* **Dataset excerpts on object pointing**
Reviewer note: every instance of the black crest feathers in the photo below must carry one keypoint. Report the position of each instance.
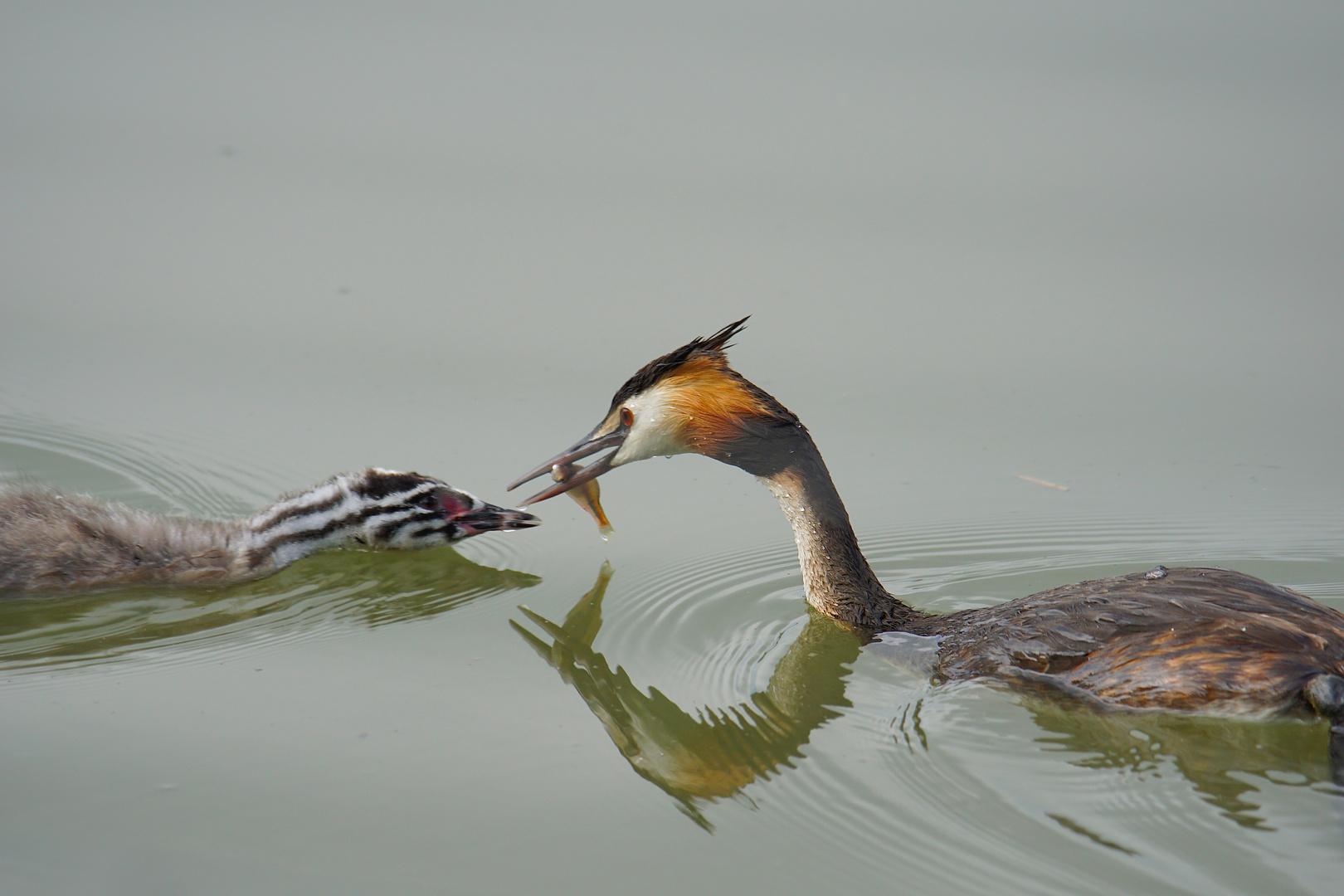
(660, 367)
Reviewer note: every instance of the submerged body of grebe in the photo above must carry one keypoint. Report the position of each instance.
(1185, 638)
(51, 542)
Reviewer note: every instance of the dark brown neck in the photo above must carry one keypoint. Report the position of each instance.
(836, 577)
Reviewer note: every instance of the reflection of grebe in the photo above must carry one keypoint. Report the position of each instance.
(1187, 638)
(52, 542)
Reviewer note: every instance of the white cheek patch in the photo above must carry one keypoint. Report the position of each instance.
(656, 430)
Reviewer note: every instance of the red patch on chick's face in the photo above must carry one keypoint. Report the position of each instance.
(452, 505)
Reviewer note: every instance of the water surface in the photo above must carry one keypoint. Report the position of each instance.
(246, 247)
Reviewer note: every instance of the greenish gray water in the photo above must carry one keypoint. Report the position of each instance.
(247, 246)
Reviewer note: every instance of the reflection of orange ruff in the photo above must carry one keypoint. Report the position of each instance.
(710, 401)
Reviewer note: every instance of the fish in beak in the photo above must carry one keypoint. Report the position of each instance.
(609, 434)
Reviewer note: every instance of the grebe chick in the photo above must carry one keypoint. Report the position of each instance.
(1181, 638)
(51, 542)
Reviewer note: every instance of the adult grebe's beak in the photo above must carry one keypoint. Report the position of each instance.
(596, 441)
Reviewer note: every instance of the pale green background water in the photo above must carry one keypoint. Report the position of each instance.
(246, 246)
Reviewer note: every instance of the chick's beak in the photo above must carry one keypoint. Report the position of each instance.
(590, 444)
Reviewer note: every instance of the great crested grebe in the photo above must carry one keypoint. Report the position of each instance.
(51, 542)
(1183, 638)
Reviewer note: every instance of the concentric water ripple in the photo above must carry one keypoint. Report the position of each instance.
(327, 596)
(979, 781)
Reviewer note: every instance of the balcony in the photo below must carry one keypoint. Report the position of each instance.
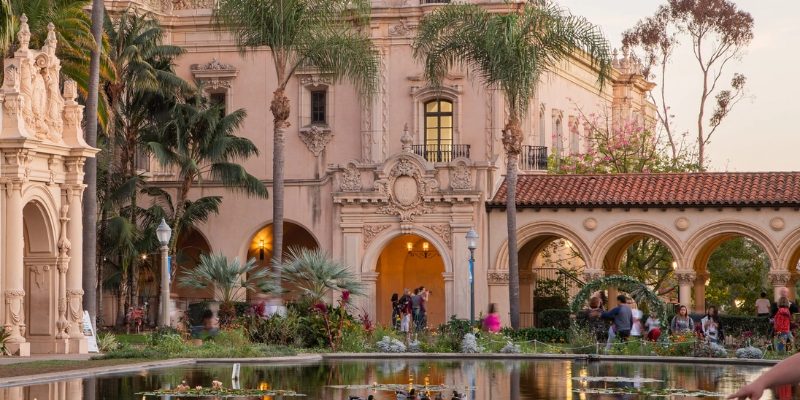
(533, 158)
(441, 152)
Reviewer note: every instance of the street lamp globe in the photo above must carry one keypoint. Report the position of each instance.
(163, 232)
(472, 239)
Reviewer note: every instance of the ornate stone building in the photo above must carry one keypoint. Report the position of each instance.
(391, 188)
(42, 153)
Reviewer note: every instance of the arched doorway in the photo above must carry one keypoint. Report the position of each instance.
(550, 276)
(41, 280)
(260, 247)
(408, 262)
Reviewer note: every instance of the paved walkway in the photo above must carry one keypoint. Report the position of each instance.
(5, 360)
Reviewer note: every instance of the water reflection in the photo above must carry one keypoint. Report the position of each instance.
(481, 379)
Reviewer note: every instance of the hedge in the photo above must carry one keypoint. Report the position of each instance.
(548, 335)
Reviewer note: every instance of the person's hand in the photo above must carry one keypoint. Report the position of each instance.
(752, 391)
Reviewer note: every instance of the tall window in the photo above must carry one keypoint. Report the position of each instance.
(318, 107)
(438, 130)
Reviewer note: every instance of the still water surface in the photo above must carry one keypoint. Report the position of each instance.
(486, 379)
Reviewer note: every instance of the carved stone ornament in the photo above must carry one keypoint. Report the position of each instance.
(685, 277)
(402, 28)
(316, 138)
(779, 278)
(351, 179)
(497, 278)
(443, 231)
(461, 177)
(405, 189)
(593, 274)
(371, 231)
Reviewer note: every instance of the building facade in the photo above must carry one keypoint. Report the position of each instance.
(42, 153)
(390, 188)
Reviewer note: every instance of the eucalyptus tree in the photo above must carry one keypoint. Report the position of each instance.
(510, 51)
(321, 34)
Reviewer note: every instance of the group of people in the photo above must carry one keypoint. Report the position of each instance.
(409, 310)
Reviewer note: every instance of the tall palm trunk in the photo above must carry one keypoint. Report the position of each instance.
(280, 111)
(90, 265)
(512, 141)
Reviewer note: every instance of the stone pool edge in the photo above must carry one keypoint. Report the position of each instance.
(306, 358)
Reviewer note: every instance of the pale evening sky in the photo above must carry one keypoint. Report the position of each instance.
(760, 134)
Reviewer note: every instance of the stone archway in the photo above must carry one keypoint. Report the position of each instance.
(406, 262)
(260, 245)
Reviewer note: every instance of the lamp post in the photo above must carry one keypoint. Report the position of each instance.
(164, 232)
(472, 244)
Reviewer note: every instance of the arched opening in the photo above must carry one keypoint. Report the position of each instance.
(260, 247)
(550, 275)
(408, 262)
(40, 275)
(732, 270)
(645, 257)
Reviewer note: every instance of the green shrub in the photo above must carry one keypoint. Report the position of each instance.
(547, 335)
(554, 318)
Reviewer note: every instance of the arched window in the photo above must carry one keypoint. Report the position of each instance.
(438, 130)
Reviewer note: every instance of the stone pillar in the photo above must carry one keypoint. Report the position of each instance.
(685, 280)
(779, 281)
(64, 245)
(14, 279)
(75, 272)
(700, 293)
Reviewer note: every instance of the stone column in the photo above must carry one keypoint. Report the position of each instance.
(64, 245)
(685, 280)
(700, 293)
(14, 278)
(75, 272)
(780, 281)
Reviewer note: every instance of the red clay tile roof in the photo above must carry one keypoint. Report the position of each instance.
(745, 189)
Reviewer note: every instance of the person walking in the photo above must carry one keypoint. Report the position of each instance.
(406, 311)
(763, 306)
(396, 311)
(682, 322)
(782, 325)
(653, 327)
(622, 320)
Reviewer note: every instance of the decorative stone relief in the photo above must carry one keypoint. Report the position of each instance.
(443, 231)
(402, 28)
(682, 224)
(371, 231)
(685, 277)
(351, 179)
(405, 188)
(593, 274)
(316, 138)
(779, 278)
(777, 224)
(461, 177)
(497, 278)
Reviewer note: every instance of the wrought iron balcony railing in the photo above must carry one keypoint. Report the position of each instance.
(533, 158)
(441, 152)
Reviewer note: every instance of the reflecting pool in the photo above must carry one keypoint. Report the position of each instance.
(481, 379)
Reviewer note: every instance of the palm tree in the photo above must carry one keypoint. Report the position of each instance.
(301, 33)
(227, 280)
(509, 51)
(90, 270)
(200, 141)
(311, 274)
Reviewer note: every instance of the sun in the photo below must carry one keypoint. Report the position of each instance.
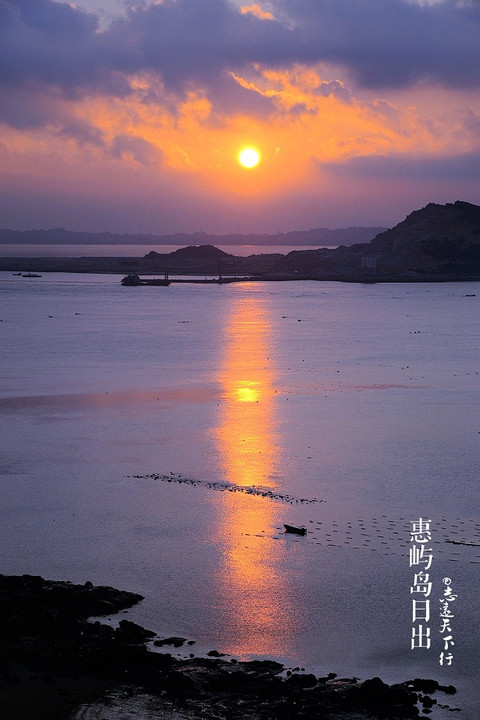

* **GOAL**
Return each line in the data above that includes the word "pale".

* **TASK RESPONSE**
Reviewer note: every instance of the pale green background water in the photo above must carry one keypoint. Report the position of each instance.
Reviewer note: every instance of the pale evening sky in the photo above must carry one keypoint. Report the position of each instance.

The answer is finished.